_What the task asks_. Do these statements agree with the shock wave text below? Answer yes or no for each, quoting the deciding words. 1. The Mach number is found by dividing the speed of sound by the speed of the propagation. 2. The specific heat ratio for air is typically 1.4. 3. The temperature ratio compares the temperature ahead of the shock wave to the temperature behind it.

** start Given passage **

These are the key concepts you need to understand to accurately answer the question.

Mach number
The Mach number is a way to express the speed of an object relative to the speed of sound in the surrounding medium. In the context of a normal shock wave, it’s crucial to determine whether the shock is supersonic or not. To compute the Mach number, we compare the speed of the shock wave with the local speed of sound.
  • The Mach number, denoted as \(M\), is calculated by dividing the speed of the propagation into the surrounding medium by the speed of sound at those conditions.
  • For example, in the given exercise, the Mach number helps us understand how fast the shock wave is moving compared to the speed of sound in air at the initial temperature.
Understanding the Mach number is essential for analyzing the effects of the shock wave, such as variations in pressure and temperature.
Temperature ratio
The temperature ratio in the context of a normal shock wave explains how the temperature changes across the wave front. This concept helps in determining the heat effects due to the shock.
  • The temperature ratio \(\frac{T_2}{T_1}\) is the ratio of the temperature behind the shock wave to the temperature ahead of the shock wave.
  • It depends heavily on the Mach number and the specific heat ratio \(\gamma\), which is typically 1.4 for air.
  • In the exercise, this ratio tells us how much the temperature increases as the shock wave passes through the air.
By knowing this ratio, one can predict how much the air's internal energy changes due to the shock.

** end Given passage **
** start Raw data **

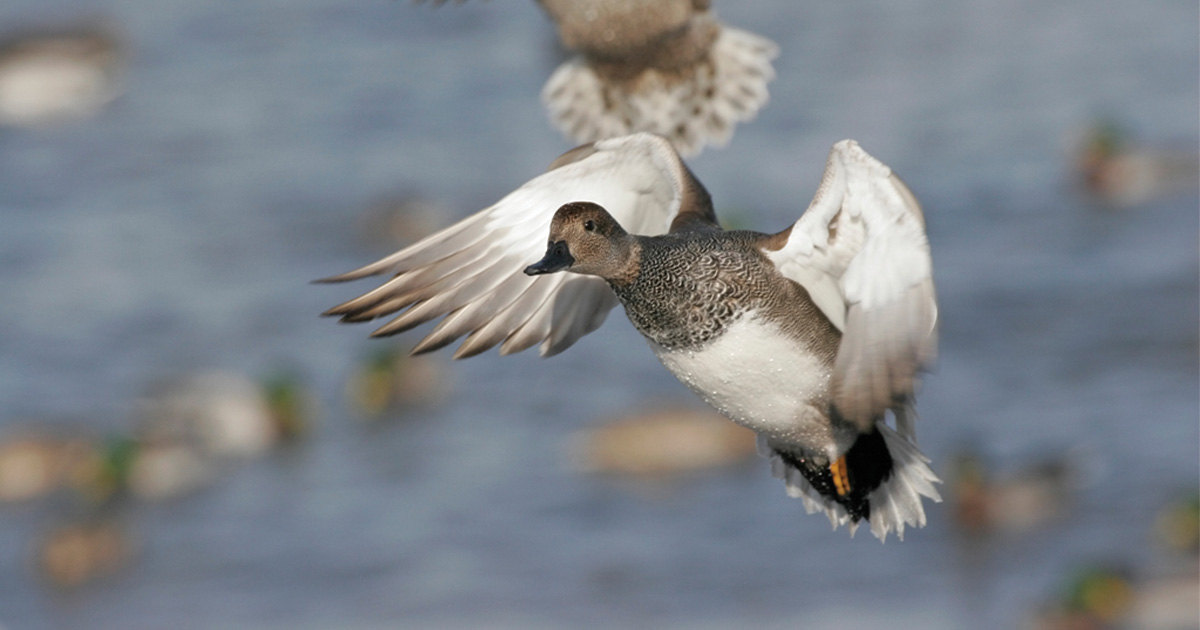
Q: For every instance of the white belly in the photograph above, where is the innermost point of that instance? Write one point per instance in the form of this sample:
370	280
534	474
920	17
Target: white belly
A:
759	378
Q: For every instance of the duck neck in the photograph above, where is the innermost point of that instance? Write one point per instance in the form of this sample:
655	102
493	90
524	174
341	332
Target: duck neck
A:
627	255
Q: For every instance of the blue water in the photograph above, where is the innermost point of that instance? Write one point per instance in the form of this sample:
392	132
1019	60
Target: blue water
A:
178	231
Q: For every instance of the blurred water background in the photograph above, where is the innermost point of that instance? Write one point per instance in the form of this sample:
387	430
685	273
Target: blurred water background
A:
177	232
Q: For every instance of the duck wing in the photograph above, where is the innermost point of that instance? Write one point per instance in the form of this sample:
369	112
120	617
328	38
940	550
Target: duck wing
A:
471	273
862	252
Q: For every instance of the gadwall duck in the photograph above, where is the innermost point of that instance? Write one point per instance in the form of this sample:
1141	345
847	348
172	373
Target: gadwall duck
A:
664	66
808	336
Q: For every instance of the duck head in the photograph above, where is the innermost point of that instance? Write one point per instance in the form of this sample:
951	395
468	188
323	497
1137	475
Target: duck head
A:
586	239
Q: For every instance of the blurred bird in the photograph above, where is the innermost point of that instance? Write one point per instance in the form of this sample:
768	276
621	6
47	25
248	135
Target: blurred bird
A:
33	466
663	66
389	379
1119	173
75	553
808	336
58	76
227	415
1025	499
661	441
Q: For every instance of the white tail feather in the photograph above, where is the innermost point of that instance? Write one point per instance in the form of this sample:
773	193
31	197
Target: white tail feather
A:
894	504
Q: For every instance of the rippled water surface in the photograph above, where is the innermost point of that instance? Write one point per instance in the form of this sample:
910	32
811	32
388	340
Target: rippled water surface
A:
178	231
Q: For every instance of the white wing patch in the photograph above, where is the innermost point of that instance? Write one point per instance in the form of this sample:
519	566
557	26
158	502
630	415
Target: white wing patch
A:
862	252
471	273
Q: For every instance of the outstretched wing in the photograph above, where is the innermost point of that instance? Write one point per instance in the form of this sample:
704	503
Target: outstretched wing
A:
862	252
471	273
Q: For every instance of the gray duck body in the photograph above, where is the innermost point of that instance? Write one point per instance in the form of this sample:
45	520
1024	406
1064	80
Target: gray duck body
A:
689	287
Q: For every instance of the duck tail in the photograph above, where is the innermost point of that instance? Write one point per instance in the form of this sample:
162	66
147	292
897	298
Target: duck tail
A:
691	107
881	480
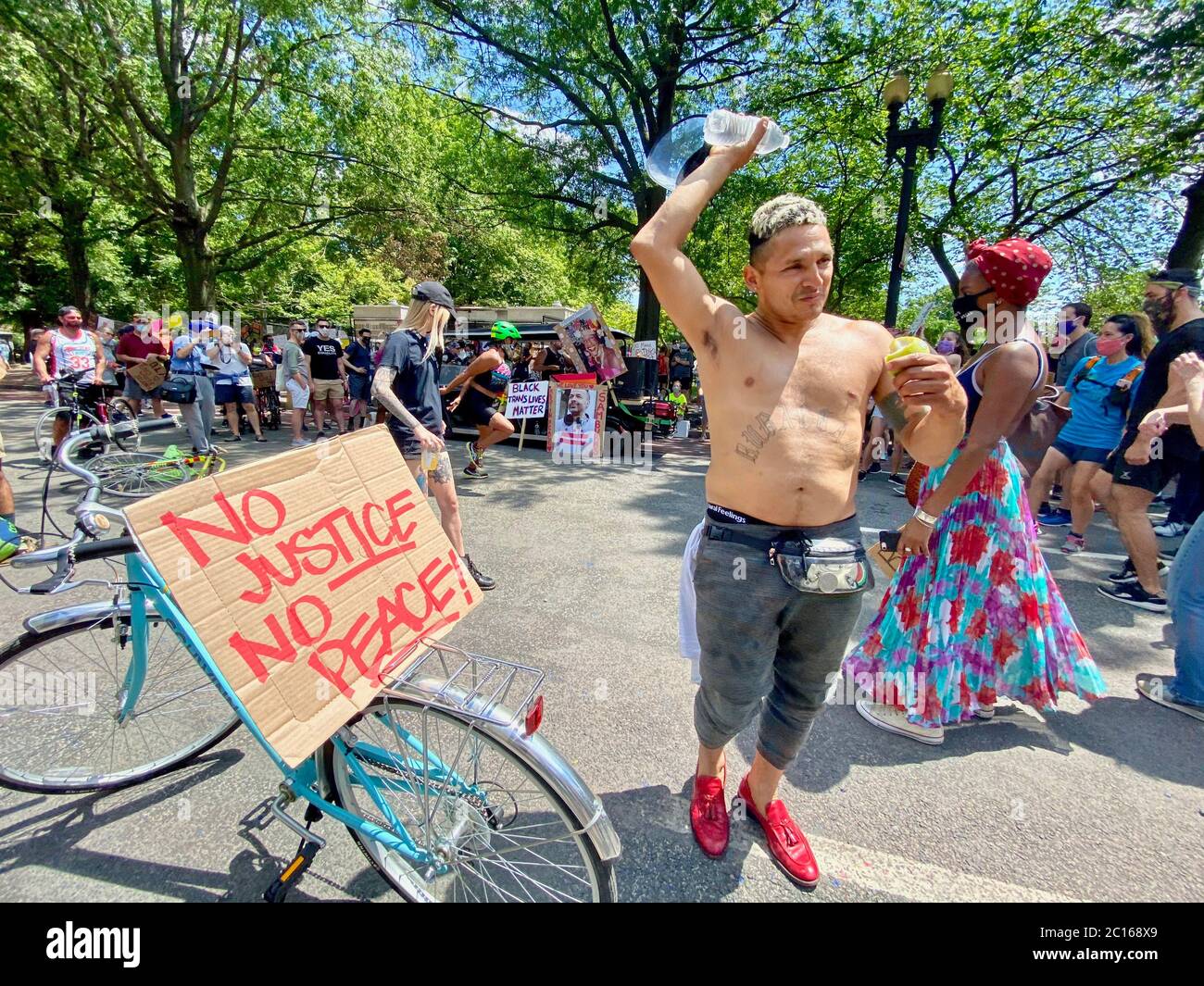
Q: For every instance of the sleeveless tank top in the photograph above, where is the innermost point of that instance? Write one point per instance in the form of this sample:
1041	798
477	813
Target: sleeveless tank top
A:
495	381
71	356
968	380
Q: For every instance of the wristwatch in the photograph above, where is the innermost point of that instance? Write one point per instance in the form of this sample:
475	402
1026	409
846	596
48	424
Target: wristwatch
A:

** end Raw data **

_Response below_.
1. No: "calculated by dividing the speed of the propagation into the surrounding medium by the speed of sound at those conditions"
2. Yes: "which is typically 1.4 for air"
3. No: "the ratio of the temperature behind the shock wave to the temperature ahead of the shock wave"